● Исходный текст

Сам посол очень мало ел, большею частью лакей подносил ему блюдо для того лишь, чтобы он мог посмотреть, «правильно ли оно приготовлено», говорили мы смеясь – и уносил его обратно в кухню, если за столом не находился кто-нибудь из молодых секретарей, с наслаждением уплетавший за обе щеки изысканные творения повара-француза.
Кроме этого повара и двух его помощников, были у Остен-Сакена собственные домашние булочник и кондитер и целый сонм лакеев. Даже если он обедал один, чего он очень не любил, посол иначе как во фраке к обеду не выходил.
На первый же обед, на который мы были приглашены в посольство, мы опоздали на несколько минут. Когда я вошла в гостиную, вставший мне навстречу посол во всеуслышание сказал:
– За границей не принято опаздывать.
Как мне ни неприятно было это замечание, пошло оно мне впрок, и я приучилась минута в минуту являться на приглашения.
Граф Остен-Сакен очень любил, когда мы все – и дамы и мужчины – навещали его. Он всегда говорил, что мы его семья, и действительно и журил, и баловал он нас чисто по-отечески.
Посол в то время был уже очень стар и весьма берег свое здоровье, выезжая из дому зимой лишь в экстренных случаях. Бывало это или когда ему приходилось ехать во дворец, или при проезде через Берлин императрицы Марии Федоровны.
Императрица очень любила старика и всегда весело улыбалась, видя из окна вагона типичную фигуру с поднятым воротником, держащую носовой платок перед ртом и носом.
Император Вильгельм тоже очень ласково относился к Остен-Сакену, любил подолгу с ним беседовать и, если встреча происходила где-нибудь на открытом воздухе, подойдя к нему, шутя еще выше подымал его воротник и запрещал ему говорить на морозе.
Помню, как посол раз после приема во дворце говорил мне:
– Искусству разговаривать с высочайшими особами нужно научиться.
Помню, как нас, молодых дипломатов, учили старики в начале моей карьеры. Ведь представьте себе, до чего трудно, скучно и утомительно высочайшим особам задавать бесконечное число вопросов. Вот тут и надо уметь ответить. А именно – ваш ответ непременно должен содержать в себе тему для следующего вопроса. Помните это правило. Нас даже заставляли в этом упражняться.
За месяц приблизительно до нашего приезда скончалась графиня Остен-Сакен. Были они бездетны и всю жизнь нежно любили друг друга. Граф после смерти жены был безутешен. Он до того по ней горевал, что не мог решиться расстаться с ее телом, которое простояло несколько недель в запаянном гробу в комнате за домовой посольской церковью, где Остен-Сакен уединялся ежедневно на несколько часов.

● Задание 1
Ответьте на вопросы по исходному тексту.
(а) Кто, кроме повара и двух его помощников, был у Остен-Сакена в доме?
(б) В каких случаях посол выезжал зимой из дому?
(в) Примерно за какое время до «нашего приезда» скончалась графиня Остен-Сакен?
● Задание 2
Перепишите дословно фрагмент исходного текста между словами «Как мне ни неприятно» и «нас чисто по-отечески.» включительно.

● Исходные данные
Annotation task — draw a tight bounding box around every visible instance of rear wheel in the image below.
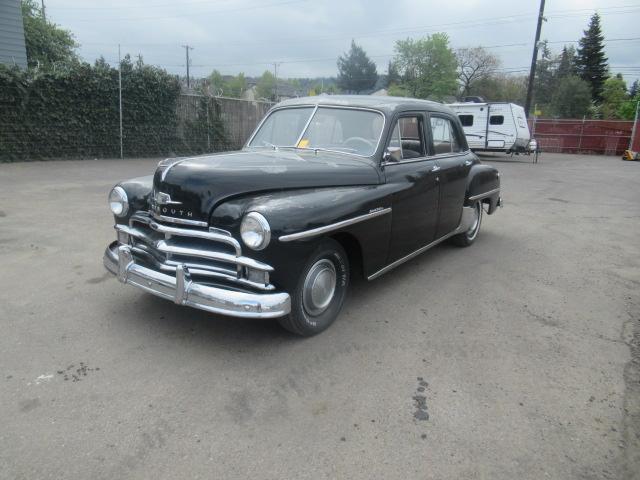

● Правильный ответ 1
(а) Собственные домашние булочник и кондитер и целый сонм лакеев.
(б) Когда ему приходилось ехать во дворец или при проезде через Берлин императрицы Марии Федоровны.
(в) Приблизительно за месяц.

● Правильный ответ 2
Как мне ни неприятно было это замечание, пошло оно мне впрок, и я приучилась минута в минуту являться на приглашения.
Граф Остен-Сакен очень любил, когда мы все – и дамы и мужчины – навещали его. Он всегда говорил, что мы его семья, и действительно и журил, и баловал он нас чисто по-отечески.